PASSAGE TO READ:

☆ ☆ ☆ ☆ ☆ ☆ ☆

While the flooding occurred during one of the strongest La Nina events on record it was insufficient to produce the extreme rainfall recorded, he said.
The effect of the high sea surface temperatures coupled with the impact of a La Nina, both of which are associated with above average rainfall over eastern Australia, plus tropical cyclone Tasha, combined to create an extreme weather event, he said.
The resulting floods stretched across 1.3 million square kilometres all the way to Brisbane, caused billions of dollars in damage and killed 35 people.
Matthew England, who was not involved in the study, said ocean temperatures off northern Australia were the highest on record at the time of the Queensland floods.
"While the La Nina event played a big role in this record ocean warmth, so too did the long-term warming trend over the past 50 years," Professor England, the co-director of the UNSW Climate Change Research Centre, said.
To measure the extent high sea surface temperature contributed to the rainfall, Dr Evans used a regional climate model to compare the effect of the 2010 December sea surface temperatures with the sea surface temperatures from previous La Nina events.
"All the simulations produced high rainfall, but only the simulations with the high sea surface temperatures [from December 2010] were able to produce extreme precipitation," said Dr Evans, whose findings are published in the journal Geophysical Research Letters.

☆ ☆ ☆ ☆ ☆ ☆ ☆

Bounding-box records

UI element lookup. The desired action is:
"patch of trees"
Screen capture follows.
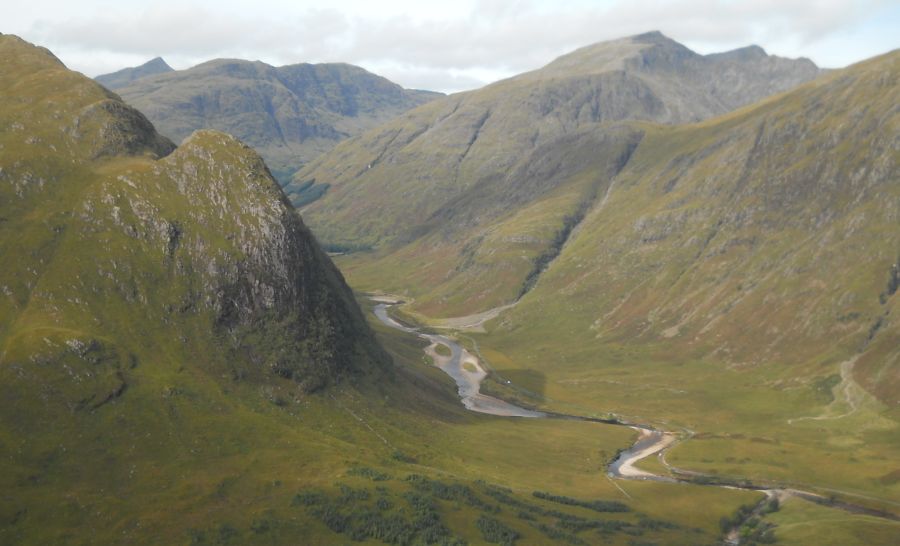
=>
[475,516,521,546]
[532,491,631,512]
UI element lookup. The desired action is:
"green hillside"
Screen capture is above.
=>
[341,52,900,509]
[0,36,800,546]
[298,33,819,316]
[294,28,900,524]
[94,57,172,91]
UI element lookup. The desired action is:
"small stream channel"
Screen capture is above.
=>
[375,300,900,544]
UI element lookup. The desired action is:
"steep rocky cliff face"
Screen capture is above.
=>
[103,59,441,184]
[0,36,384,410]
[298,33,819,315]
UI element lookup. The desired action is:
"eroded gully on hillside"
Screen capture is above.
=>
[372,297,900,544]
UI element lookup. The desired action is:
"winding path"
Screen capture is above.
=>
[372,297,900,532]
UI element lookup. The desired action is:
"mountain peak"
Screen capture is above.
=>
[94,57,172,90]
[138,57,173,72]
[626,30,680,45]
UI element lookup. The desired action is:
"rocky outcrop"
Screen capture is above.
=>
[0,36,386,396]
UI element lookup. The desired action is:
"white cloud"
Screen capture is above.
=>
[8,0,900,91]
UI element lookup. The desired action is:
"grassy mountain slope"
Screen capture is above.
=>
[0,36,784,545]
[94,57,172,91]
[112,59,440,184]
[464,52,900,503]
[298,33,818,316]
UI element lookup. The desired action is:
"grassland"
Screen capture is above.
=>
[0,296,768,544]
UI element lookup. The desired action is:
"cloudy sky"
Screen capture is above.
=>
[8,0,900,92]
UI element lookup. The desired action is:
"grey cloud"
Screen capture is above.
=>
[24,0,887,90]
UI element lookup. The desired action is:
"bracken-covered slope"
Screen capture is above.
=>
[298,33,819,314]
[0,36,380,402]
[110,59,441,184]
[497,52,900,407]
[94,57,172,91]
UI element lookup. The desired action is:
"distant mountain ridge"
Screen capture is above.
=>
[94,57,173,91]
[0,36,381,400]
[294,32,819,314]
[98,59,442,184]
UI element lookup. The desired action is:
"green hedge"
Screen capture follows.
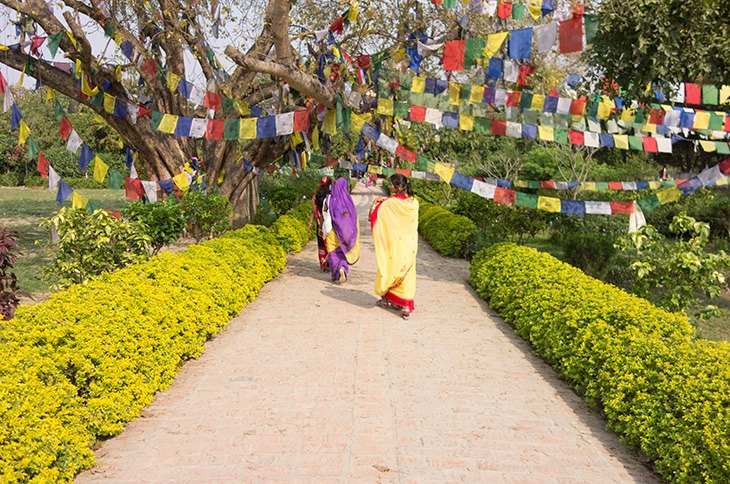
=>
[469,244,730,483]
[418,202,476,257]
[0,225,290,482]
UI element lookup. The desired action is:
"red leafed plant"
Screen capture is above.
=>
[0,228,22,319]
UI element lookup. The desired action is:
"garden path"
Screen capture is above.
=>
[77,184,659,483]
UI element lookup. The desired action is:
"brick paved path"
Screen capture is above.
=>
[77,185,658,483]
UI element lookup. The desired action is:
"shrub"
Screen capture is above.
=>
[122,198,185,255]
[418,204,476,257]
[0,225,286,482]
[180,190,233,242]
[469,244,730,482]
[0,228,25,319]
[41,207,150,288]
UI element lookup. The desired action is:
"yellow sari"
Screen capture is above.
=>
[370,195,418,311]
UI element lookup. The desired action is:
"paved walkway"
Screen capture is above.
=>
[77,185,658,483]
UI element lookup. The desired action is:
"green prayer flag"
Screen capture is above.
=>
[27,135,40,160]
[86,200,104,215]
[464,37,487,69]
[629,136,644,151]
[106,168,124,190]
[48,31,63,57]
[583,13,598,44]
[636,195,662,212]
[223,119,241,141]
[150,111,162,131]
[515,192,537,208]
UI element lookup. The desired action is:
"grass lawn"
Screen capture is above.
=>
[0,187,129,303]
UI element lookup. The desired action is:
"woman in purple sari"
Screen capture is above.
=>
[324,178,360,284]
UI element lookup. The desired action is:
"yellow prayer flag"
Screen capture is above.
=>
[238,118,256,139]
[537,197,560,213]
[157,114,178,134]
[530,94,545,111]
[656,187,682,205]
[449,82,461,106]
[104,93,117,114]
[411,76,426,92]
[621,107,636,123]
[167,72,180,91]
[459,113,474,131]
[172,171,190,192]
[537,125,555,141]
[483,32,509,59]
[613,134,629,150]
[236,99,251,116]
[700,139,717,153]
[322,109,337,134]
[580,182,596,192]
[469,84,484,103]
[350,113,373,133]
[66,30,78,49]
[71,190,89,208]
[433,163,454,183]
[692,111,710,129]
[720,86,730,104]
[378,97,393,116]
[94,156,109,183]
[18,119,30,146]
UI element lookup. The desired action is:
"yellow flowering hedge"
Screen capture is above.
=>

☆ ☆ ☆ ☆ ☆ ☆ ☆

TASKS AND EXERCISES:
A. In the passage on the Queensland floods, how many people did the floods kill?
B. Copy the passage on the Queensland floods between "Matthew England, who" and "the Queensland floods.", inclusive.
C. Carry on the passage about the Queensland floods, picking up after its final sentence.

THE RESULTS:
A. 35 people.

B.
Matthew England, who was not involved in the study, said ocean temperatures off northern Australia were the highest on record at the time of the Queensland floods.

C.
Warmer sea surface temperatures increase the amount of moisture transferred from the ocean to the atmosphere.
"If you've got the right winds they carry this moisture to land, and [because] land is hotter than the ocean during the day it will cause convection and rain," Dr Evans said.
While both simulations underestimated the amount of rain that fell in Queensland in December 2010, the model that used the higher sea surface temperatures came closest to the rainfall recorded in the region.
"The model doesn't replicate the observations perfectly but it clearly shows what we saw, which was from Cairns to south-east QLD all [regions] received abnormally high precipitation," he said.
If increases in sea surface temperatures can be attributed to global warming, the probability of La Nina events producing extreme rainfall in the future would also rise, he said.